**Seçilen metin**

┄┄┄┄┄┄┄┄┄┄┄┄┄┄┄┄┄┄┄┄

Hattuşa

Uyarı 1: Hattuşa’yı anlayamayarak büyümüş bir nesil olduğumuzu bana fark ettiren ve bu seyahati organize etmeme sebep olan bir belgesel bulunuyor. Bu belgeseli, herkese öneriyorum.

Bu belgesele ulaşmak için burayı tıklayabilirsiniz.

Uyarı 2: Haritada, Hattuşa veya Boğazköy diye aradığınızda karşınıza başka yerler çıkabilir. Bu yüzden Boğazkale diye aratırsanız doğru adrese ulaşırsınız.

Uyarı 3: Hattuşa’nın tam girişinde hediyelik eşya satmaya çalışan bir iki tezgah gördükten sonra araba gişesi gibi bir yer göreceksiniz. Burası sit alanının girişidir. Girişte bilet alınan yerde park edeceğimizi düşündüm meğerse Sit alanı inanılmaz büyük olduğundan ve dağlık bir alan üzerine kurulduğundan yürüyerek dolaşmanız çok vakit alır. Bu yüzden sit alanı arabayla geziliyor.

Uyarı 4: Girişte müze kart geçiyor.

Uyarı 5: Buraya havayoluyla gelmek isteyip ardından arabayla devam etmek isteyenler için mesafeler:

Amasya-Merzifon Havalimanı (1 saat 51 dakika) ,

Ankara Havalimanı (2 saat 22 dakika)

Samsun Havalimanı (2 saat 43 dakika)

Uyarı 6: Hattuşa’ya çok yakın bulunan Yazılıkaya hakkındaki yazıma ulaşmak için burayı tıklayabilirsiniz.

Hattuşa Ören Yeri Hakkında Bilgiler

Girişte solda eski bir yamaç evi sağda ise çok büyük bir tapınak  ve aşağı şehrin kalıntıları bulunuyor. Aşağı şehrin bulunduğu ve rekonstrüksiyon yapılmış bu surların uzunluğu (6,5 km yani toplam surların sadece %1’ini oluşturmaktadır.) ve Hitit döneminde 1000 kişi 1 yılda sadece 1 kilometresini üretebiliyormuş).Burada M.Ö. 3000’de yerli halk M.Ö. 2000’de ise Asur Ticaret kolonisi yaşamıştır. Hitit dönemine ait olan konutlar tapınak tarafından çevrelenmişler. Esas tapınak ise merkezde kalarak dışarıya tamamen kapalı olarak inşa edilmiş.Sağda bulunan bu alandaki bu Tapınak Hititlilerin en büyük tapınağıymış: En önemli tanrıları olan Fırtına Tanrısı ve Güneş Tanrıçası’na adanmış. Maalesef üst kısmı çökmüş.

┄┄┄┄┄┄┄┄┄┄┄┄┄┄┄┄┄┄┄┄

**Alıntılanan satırlar**
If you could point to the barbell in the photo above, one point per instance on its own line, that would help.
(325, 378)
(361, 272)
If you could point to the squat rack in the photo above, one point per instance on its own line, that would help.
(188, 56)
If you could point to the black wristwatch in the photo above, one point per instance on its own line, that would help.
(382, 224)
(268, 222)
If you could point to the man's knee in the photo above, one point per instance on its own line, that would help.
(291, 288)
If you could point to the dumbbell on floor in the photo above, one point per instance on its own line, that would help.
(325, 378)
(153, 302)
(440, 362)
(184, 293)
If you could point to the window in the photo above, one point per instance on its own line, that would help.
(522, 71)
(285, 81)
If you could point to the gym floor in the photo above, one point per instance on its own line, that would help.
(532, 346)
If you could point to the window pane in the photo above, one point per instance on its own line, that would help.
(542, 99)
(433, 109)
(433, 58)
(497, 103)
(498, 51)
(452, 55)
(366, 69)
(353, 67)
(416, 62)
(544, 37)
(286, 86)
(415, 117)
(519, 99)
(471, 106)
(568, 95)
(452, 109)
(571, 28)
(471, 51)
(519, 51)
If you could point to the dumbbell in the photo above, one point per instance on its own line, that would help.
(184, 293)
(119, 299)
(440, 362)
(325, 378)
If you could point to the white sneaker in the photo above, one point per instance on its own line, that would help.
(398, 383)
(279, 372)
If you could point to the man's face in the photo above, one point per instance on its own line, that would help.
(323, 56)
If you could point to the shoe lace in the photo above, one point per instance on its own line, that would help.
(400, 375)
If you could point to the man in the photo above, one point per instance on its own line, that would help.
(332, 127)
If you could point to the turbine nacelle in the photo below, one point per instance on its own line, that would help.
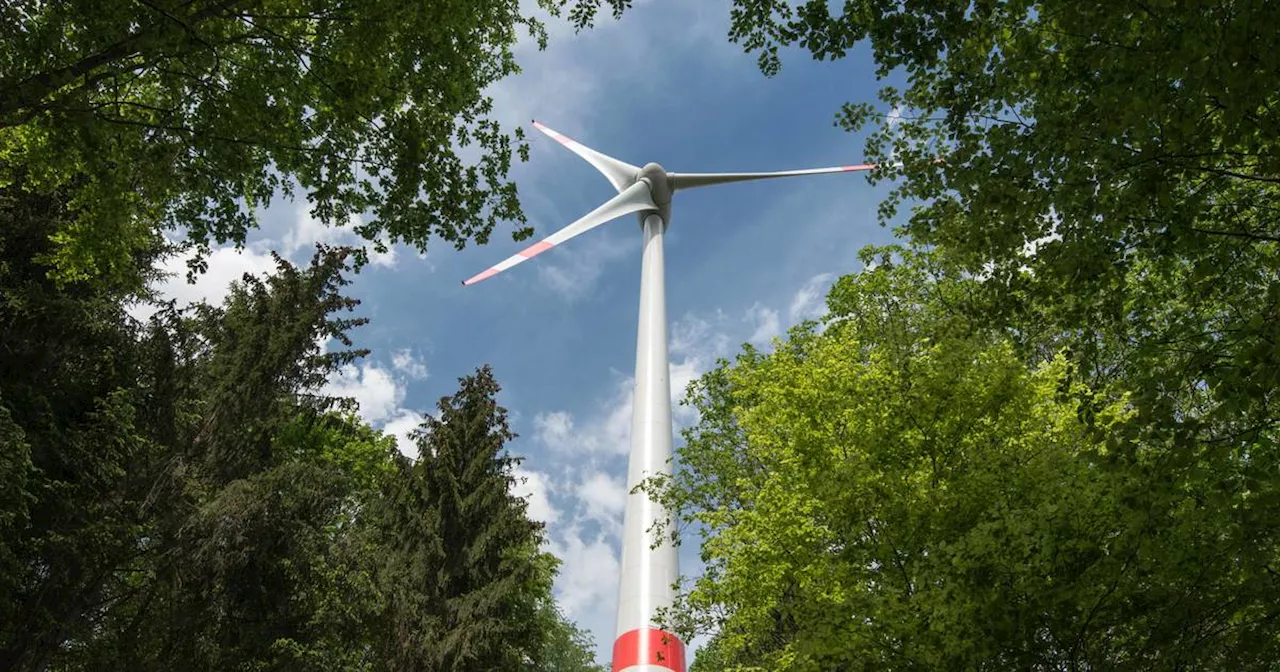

┄┄┄┄┄┄┄┄┄┄┄┄┄┄┄┄┄┄┄┄

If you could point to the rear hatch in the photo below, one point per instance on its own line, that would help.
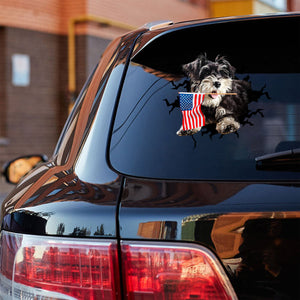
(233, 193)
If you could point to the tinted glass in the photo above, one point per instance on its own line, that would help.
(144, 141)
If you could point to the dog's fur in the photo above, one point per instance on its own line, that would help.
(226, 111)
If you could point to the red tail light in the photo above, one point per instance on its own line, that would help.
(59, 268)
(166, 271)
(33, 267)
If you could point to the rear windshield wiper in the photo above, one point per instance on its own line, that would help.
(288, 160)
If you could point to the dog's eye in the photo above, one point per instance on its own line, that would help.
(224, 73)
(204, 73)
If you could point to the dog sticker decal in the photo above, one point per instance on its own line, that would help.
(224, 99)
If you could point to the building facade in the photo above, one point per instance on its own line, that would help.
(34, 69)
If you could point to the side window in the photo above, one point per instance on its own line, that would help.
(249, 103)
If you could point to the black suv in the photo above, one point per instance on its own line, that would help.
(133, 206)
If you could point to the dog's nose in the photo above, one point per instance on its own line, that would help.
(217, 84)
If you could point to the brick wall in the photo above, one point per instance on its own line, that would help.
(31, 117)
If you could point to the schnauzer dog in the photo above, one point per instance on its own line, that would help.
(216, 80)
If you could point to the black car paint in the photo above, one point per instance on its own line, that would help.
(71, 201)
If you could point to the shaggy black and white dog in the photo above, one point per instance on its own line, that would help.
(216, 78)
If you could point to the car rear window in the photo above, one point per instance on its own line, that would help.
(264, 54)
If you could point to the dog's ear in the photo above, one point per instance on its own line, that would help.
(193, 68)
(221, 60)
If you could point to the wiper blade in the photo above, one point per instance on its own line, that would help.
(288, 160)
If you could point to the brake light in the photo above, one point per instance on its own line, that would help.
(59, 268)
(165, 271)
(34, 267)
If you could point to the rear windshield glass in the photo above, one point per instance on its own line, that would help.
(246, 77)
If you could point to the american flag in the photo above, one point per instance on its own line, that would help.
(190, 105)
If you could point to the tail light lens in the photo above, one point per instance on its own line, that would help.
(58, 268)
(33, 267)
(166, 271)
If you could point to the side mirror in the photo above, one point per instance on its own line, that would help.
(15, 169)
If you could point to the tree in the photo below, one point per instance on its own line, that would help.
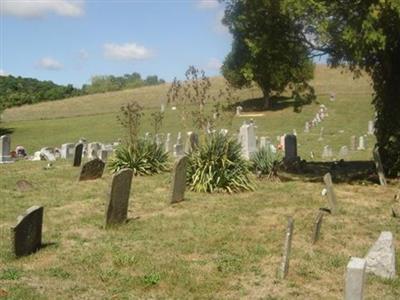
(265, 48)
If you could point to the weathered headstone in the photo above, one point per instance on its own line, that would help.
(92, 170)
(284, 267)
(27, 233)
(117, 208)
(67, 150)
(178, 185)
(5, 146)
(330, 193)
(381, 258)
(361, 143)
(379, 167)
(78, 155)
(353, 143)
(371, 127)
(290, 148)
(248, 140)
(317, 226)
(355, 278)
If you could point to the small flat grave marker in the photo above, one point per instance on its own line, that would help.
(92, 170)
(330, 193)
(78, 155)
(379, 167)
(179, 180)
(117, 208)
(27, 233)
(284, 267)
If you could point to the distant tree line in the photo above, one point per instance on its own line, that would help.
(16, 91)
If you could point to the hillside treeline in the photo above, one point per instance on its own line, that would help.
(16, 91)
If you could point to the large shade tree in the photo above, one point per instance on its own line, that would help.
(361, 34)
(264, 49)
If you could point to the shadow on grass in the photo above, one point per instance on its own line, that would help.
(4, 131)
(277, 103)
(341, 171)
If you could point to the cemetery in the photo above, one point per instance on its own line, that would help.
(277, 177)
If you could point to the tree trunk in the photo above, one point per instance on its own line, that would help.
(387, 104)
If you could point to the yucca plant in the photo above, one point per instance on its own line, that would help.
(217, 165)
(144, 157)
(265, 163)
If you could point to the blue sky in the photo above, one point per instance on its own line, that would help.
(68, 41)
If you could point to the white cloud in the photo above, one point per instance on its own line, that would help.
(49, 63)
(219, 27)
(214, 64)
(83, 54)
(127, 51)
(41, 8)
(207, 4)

┄┄┄┄┄┄┄┄┄┄┄┄┄┄┄┄┄┄┄┄

**Görev listesi**
1 – Hattuşa yazısında "Uyarı 5: Buraya" sözlerinin geçtiği yerden başlayıp "yazıma ulaşmak için burayı tıklayabilirsiniz." sözlerinden sonra durarak o bölümü kelimesi kelimesine yazın.
2 – Hattuşa yazısında mesafeleriyle birlikte anılan bütün havalimanlarının adlarını sıralayın.
3 – Hattuşa yazısına göre doğru adrese ulaşmak için haritada hangi ad aratılmalı?
Cevaplarda satırlara bakmayın, yalnızca Hattuşa yazısını kullanın.

**Çözümler**
1 –
Uyarı 5: Buraya havayoluyla gelmek isteyip ardından arabayla devam etmek isteyenler için mesafeler:

Amasya-Merzifon Havalimanı (1 saat 51 dakika) ,

Ankara Havalimanı (2 saat 22 dakika)

Samsun Havalimanı (2 saat 43 dakika)

Uyarı 6: Hattuşa’ya çok yakın bulunan Yazılıkaya hakkındaki yazıma ulaşmak için burayı tıklayabilirsiniz.

2 – Amasya-Merzifon Havalimanı, Ankara Havalimanı, Samsun Havalimanı

3 – Boğazkale